▸ **What you will do**: Rewrite the lines below, switching "brown" to "yellow" and leaving everything else unchanged.

====================

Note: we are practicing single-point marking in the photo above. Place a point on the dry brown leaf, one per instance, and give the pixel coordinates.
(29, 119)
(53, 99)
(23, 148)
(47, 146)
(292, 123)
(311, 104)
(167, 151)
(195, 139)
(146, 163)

====================

▸ **Correct answer**:
Note: we are practicing single-point marking in the photo above. Place a point on the dry yellow leaf, one per instance, and give the pixel coordinates.
(29, 119)
(53, 99)
(23, 148)
(47, 146)
(292, 123)
(311, 104)
(167, 151)
(195, 139)
(146, 163)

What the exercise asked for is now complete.